» **EXERCISE**:
Could you repeat, word for word, only the lines from the one containing "the balcony railing" through the final line of the records below?

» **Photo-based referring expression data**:
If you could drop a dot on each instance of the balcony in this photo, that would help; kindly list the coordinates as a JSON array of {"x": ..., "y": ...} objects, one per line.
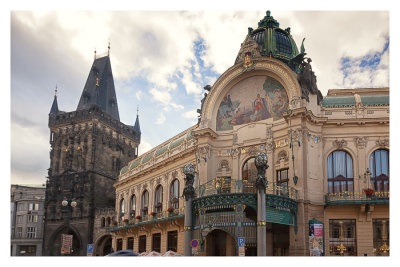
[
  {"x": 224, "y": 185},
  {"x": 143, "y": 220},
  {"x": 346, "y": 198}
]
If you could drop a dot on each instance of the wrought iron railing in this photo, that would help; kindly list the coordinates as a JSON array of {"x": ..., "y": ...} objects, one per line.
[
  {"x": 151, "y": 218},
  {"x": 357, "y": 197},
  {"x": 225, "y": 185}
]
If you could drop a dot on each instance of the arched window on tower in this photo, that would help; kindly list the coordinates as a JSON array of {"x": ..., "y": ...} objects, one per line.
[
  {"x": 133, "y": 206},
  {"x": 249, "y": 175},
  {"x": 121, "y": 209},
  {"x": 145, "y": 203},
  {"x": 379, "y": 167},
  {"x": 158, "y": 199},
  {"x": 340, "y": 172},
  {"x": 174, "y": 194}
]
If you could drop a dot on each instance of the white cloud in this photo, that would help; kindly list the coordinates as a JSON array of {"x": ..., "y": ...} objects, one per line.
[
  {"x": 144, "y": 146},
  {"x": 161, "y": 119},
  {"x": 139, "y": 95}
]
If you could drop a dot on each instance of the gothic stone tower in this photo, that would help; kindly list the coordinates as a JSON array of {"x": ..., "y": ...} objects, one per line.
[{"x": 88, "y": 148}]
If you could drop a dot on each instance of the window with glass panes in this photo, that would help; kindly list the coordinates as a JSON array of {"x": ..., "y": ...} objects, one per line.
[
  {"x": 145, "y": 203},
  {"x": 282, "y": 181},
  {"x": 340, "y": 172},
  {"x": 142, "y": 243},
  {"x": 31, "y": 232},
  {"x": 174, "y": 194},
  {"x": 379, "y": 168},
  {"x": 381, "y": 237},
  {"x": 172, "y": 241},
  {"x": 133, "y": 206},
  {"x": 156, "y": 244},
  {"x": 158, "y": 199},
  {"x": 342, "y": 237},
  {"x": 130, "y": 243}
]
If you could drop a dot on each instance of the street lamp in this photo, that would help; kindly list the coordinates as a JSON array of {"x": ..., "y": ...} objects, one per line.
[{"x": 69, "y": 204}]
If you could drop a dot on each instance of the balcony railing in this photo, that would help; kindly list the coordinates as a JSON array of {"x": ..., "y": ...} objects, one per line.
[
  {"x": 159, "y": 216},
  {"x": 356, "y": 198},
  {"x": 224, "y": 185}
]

» **SOLVED EXERCISE**:
If you could drop a dot on each instance of the balcony railing in this photo, that would help; kindly list the coordinates as a JSON array of {"x": ..., "y": ...} objects, one per line.
[
  {"x": 159, "y": 216},
  {"x": 356, "y": 198},
  {"x": 224, "y": 185}
]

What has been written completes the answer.